(WORK REQUEST): The expected result is an exact restatement of the data, free of pictures.

(Referring expression pointing data)
►

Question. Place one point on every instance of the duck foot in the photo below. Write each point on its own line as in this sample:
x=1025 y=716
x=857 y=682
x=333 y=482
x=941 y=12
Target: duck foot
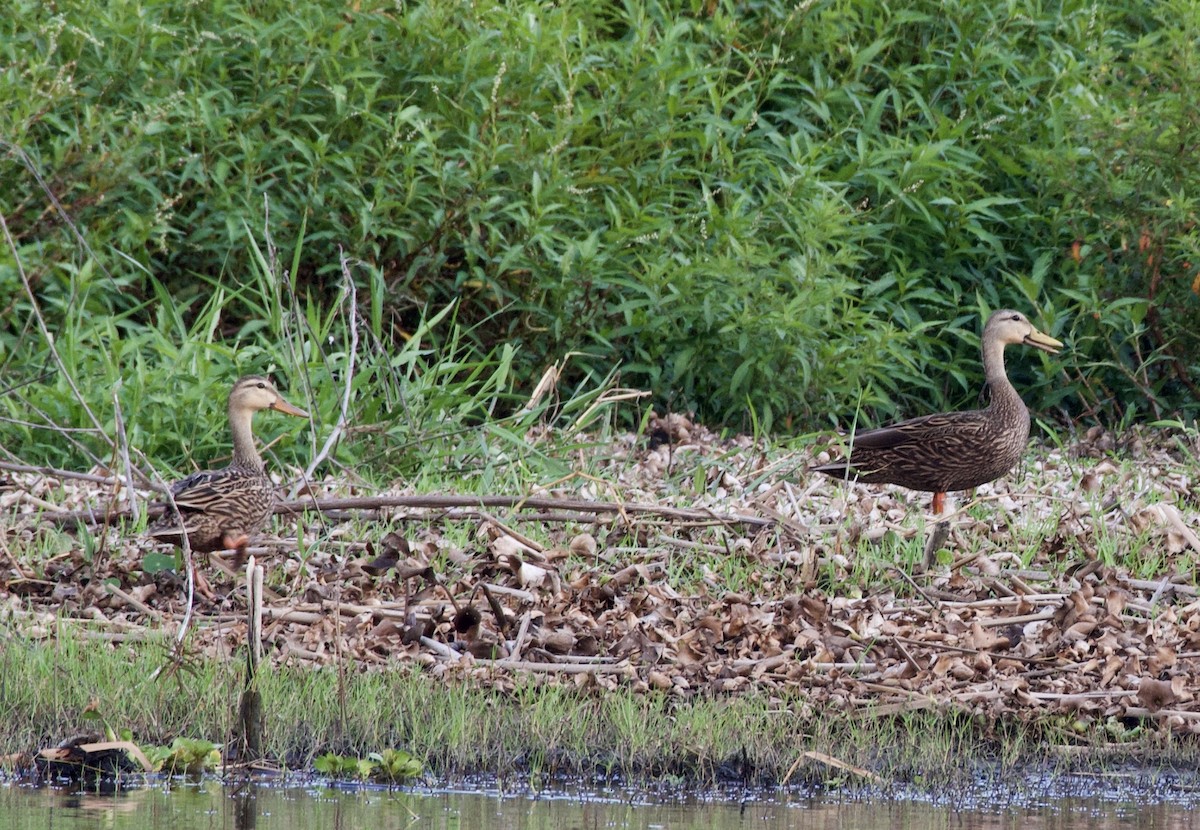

◄

(WRITTEN ANSWER):
Question. Place one point on every instance of the duck foot in the photo below. Write each point on its own line as in this sample:
x=1025 y=716
x=857 y=682
x=333 y=482
x=941 y=12
Target: duck foot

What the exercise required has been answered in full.